• _WHAT IS REQUIRED_
Please copy the rows below word for word, leaving the pictures out of your answer.

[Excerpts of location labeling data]
>>>

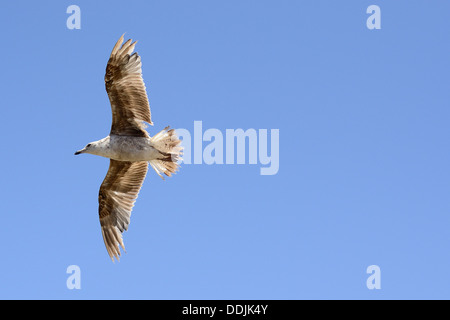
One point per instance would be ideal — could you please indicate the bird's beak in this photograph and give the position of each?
(79, 152)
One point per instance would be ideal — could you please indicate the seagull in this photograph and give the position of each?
(128, 146)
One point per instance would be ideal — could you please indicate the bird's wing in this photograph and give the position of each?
(126, 91)
(116, 198)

<<<

• _FINISHED TASK_
One point per instance would be ideal — could you please indicate the bird's beak in this photograph and give the position of each?
(79, 152)
One point per instance would be ideal — could you please indicate the seagull in this photograph and give the position of each?
(128, 146)
One point per instance would be ideal — could you please indicate the bird's wing in this photograph and give the position of each?
(126, 91)
(116, 198)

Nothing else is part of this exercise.